(Position annotation records)
··········
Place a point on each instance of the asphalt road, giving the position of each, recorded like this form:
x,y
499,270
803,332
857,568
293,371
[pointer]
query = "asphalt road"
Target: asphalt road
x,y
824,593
··········
- _The request_
Rewrite all the lines of these records, requests included, and scale every coordinate in the answers by 1.3, rounding to whole numbers with halves rounded up. Leave the numbers in the requests and their format samples unchanged.

- _The answer_
Place a point on each instance of the asphalt road, giving the position of each, recorded like this form:
x,y
499,270
803,332
857,568
293,371
[pointer]
query = "asphalt road"
Target: asphalt road
x,y
1071,771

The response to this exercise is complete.